Would you return the entries exactly, with every line intact?

Entries taken from a collection ::
========

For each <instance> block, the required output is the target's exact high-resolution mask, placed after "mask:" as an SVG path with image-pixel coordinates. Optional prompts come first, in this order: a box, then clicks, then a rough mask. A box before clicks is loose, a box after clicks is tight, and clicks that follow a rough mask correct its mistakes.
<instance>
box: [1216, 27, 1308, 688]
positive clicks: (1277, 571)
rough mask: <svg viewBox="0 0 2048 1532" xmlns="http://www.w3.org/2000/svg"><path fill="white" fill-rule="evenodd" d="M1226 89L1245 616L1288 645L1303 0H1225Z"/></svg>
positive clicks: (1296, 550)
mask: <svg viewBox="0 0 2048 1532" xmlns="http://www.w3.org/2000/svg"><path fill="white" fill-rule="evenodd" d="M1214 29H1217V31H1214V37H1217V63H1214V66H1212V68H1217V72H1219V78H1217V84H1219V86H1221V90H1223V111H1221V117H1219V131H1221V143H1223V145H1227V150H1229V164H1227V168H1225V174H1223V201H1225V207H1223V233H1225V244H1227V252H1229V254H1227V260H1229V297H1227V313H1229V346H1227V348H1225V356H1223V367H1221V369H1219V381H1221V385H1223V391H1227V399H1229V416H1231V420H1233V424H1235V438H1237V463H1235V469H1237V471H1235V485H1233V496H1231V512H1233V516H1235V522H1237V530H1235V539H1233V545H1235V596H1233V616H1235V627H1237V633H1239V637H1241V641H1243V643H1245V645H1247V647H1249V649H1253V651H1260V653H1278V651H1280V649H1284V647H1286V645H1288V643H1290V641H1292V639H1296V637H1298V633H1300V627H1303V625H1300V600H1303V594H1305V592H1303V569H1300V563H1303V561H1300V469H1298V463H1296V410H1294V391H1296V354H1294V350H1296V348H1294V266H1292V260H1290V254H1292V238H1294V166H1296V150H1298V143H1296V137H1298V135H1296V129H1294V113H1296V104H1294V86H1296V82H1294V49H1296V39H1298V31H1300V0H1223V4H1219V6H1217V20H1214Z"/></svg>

========

Answer for this exercise ::
For each <instance> block, the required output is the target's exact high-resolution mask, placed after "mask:" as an SVG path with image-pixel coordinates. Optional prompts come first, in this order: a box, then clicks, then a rough mask. A box before clicks is loose, a box after clicks is tight, and clicks that follow a rough mask correct its mistakes.
<instance>
box: [1216, 27, 1308, 688]
positive clicks: (1277, 571)
rough mask: <svg viewBox="0 0 2048 1532" xmlns="http://www.w3.org/2000/svg"><path fill="white" fill-rule="evenodd" d="M1226 89L1245 616L1288 645L1303 0H1225Z"/></svg>
positive clicks: (1296, 550)
mask: <svg viewBox="0 0 2048 1532" xmlns="http://www.w3.org/2000/svg"><path fill="white" fill-rule="evenodd" d="M1214 29H1217V31H1214V37H1217V63H1214V66H1212V68H1217V72H1219V78H1217V84H1219V86H1221V90H1223V111H1221V117H1219V131H1221V143H1223V145H1227V150H1229V164H1227V168H1225V174H1223V201H1225V207H1223V233H1225V244H1227V252H1229V254H1227V260H1229V297H1227V313H1229V346H1227V348H1225V356H1223V367H1221V369H1219V381H1221V385H1223V391H1227V399H1229V416H1231V420H1233V424H1235V438H1237V463H1235V469H1237V471H1235V485H1233V496H1231V512H1233V516H1235V522H1237V530H1235V539H1233V545H1235V596H1233V616H1235V627H1237V633H1239V637H1241V641H1243V643H1245V645H1247V647H1249V649H1253V651H1260V653H1278V651H1280V649H1284V647H1286V645H1288V643H1290V641H1292V639H1296V637H1298V633H1300V627H1303V625H1300V600H1303V594H1305V592H1303V569H1300V563H1303V561H1300V469H1298V463H1296V410H1294V391H1296V354H1294V350H1296V348H1294V266H1292V260H1290V254H1292V238H1294V166H1296V150H1298V143H1296V137H1298V135H1296V129H1294V113H1296V104H1294V86H1296V82H1294V49H1296V39H1298V31H1300V0H1223V4H1219V6H1217V20H1214Z"/></svg>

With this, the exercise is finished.